*Task item*:
All lines in the listing below that hold the string "neighbor" are to be tallied, with only the total reported.

*Extracted entries*:
****

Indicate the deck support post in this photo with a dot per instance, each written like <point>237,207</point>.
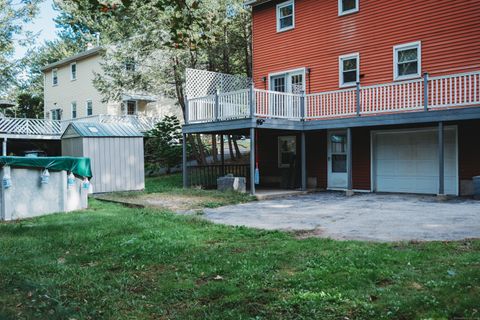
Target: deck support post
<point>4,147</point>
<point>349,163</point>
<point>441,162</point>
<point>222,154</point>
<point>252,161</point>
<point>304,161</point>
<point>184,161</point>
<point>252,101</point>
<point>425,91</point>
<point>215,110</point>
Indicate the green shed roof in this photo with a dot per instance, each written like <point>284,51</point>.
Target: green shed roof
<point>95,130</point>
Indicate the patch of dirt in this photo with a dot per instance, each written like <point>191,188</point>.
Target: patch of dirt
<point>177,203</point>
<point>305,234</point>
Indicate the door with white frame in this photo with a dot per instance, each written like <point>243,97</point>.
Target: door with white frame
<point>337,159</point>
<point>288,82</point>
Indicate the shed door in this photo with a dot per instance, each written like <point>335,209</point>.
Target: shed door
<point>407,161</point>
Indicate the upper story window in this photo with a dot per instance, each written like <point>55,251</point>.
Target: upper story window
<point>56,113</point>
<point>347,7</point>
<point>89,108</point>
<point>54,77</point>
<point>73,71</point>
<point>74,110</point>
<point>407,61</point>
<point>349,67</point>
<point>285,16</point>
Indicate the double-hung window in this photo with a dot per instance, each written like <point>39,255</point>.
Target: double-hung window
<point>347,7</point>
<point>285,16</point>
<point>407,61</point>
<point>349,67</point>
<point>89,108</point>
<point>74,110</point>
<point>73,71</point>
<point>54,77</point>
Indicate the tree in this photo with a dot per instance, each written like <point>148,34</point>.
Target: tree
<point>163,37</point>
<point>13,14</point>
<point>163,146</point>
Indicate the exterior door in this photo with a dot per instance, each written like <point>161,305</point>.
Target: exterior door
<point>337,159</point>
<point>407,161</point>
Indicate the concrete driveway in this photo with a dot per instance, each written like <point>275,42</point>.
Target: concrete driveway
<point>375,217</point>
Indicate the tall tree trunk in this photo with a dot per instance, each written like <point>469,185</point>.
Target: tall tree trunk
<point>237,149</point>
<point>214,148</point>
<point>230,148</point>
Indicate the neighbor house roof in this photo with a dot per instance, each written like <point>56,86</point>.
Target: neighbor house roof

****

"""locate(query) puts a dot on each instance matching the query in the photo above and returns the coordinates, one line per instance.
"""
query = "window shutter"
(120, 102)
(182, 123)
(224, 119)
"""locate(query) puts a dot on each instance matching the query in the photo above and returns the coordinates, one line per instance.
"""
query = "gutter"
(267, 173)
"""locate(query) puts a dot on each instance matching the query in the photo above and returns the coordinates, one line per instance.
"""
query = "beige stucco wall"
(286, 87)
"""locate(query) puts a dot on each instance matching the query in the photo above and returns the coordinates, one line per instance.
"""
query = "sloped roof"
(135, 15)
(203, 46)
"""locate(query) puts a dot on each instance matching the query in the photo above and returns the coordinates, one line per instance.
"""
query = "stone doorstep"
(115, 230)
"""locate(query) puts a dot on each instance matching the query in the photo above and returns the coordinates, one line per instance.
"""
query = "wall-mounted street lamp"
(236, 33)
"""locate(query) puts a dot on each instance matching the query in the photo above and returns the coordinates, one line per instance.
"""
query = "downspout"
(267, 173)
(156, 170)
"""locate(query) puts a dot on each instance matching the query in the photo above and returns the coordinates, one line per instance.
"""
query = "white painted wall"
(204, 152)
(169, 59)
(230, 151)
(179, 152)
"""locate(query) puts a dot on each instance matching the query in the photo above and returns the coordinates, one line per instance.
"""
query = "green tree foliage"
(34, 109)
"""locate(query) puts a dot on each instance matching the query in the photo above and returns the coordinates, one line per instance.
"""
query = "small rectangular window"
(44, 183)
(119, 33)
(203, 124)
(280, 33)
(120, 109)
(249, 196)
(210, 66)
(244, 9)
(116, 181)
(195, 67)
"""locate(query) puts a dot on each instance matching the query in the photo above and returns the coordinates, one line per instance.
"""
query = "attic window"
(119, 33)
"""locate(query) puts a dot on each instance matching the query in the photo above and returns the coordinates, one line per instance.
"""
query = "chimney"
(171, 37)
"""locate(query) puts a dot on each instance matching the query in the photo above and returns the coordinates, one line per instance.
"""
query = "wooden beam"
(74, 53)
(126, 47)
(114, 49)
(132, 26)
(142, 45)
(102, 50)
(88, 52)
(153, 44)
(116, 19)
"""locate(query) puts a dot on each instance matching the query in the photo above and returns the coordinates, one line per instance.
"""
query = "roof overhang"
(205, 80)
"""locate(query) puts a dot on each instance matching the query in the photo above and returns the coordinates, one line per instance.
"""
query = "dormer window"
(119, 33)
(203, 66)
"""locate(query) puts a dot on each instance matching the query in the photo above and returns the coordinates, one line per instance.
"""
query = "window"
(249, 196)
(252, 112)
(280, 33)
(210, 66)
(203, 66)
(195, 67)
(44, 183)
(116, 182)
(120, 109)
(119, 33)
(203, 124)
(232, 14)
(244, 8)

****

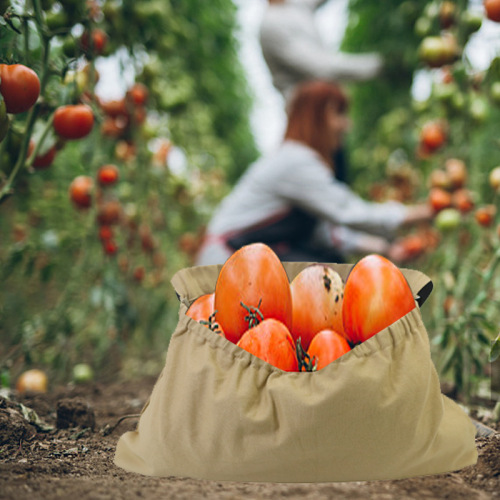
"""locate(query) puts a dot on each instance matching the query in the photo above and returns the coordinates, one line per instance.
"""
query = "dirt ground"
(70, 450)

****

*Task output*:
2